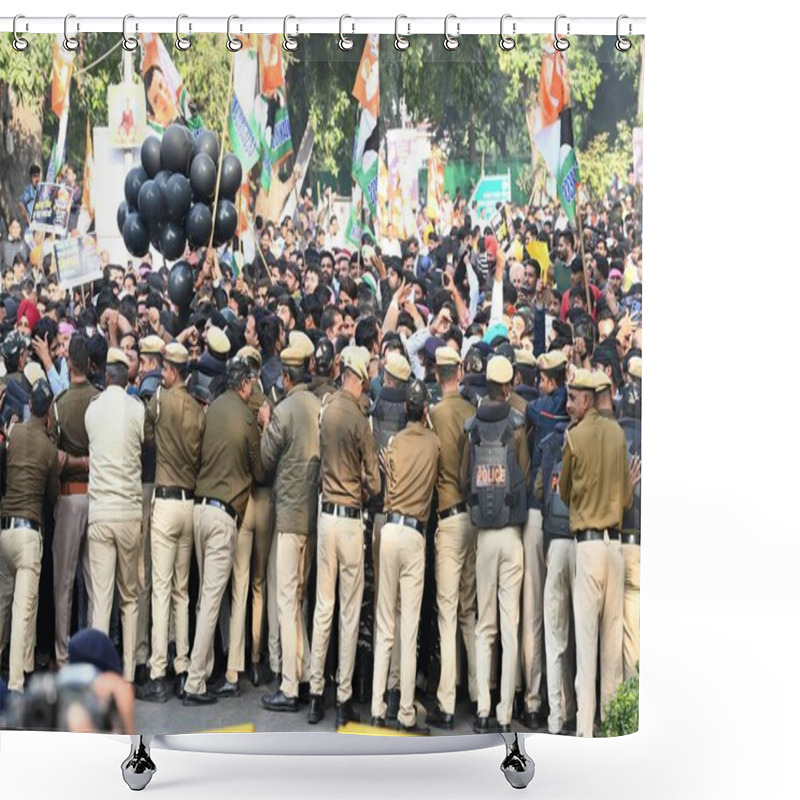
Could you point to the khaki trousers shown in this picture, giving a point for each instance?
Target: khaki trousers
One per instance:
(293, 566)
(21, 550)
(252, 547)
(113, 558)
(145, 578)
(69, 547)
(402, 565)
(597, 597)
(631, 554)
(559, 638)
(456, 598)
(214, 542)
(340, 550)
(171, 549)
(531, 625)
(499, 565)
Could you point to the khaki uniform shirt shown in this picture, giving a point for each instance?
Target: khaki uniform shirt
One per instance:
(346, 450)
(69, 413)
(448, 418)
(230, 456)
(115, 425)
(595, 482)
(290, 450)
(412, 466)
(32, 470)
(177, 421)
==
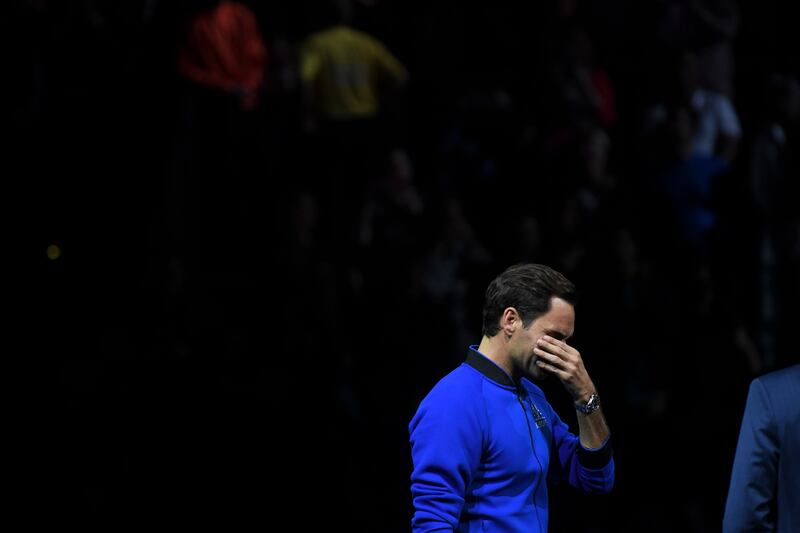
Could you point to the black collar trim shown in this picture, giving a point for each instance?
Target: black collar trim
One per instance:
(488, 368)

▶ [AIM OF THE TASK]:
Pick out each line in the records above that contains the word "trousers", and copy those lines out.

▶ [RIGHT ANSWER]:
Could you point to the khaki trousers shown in this picture, giving a point for each instance?
Target: khaki trousers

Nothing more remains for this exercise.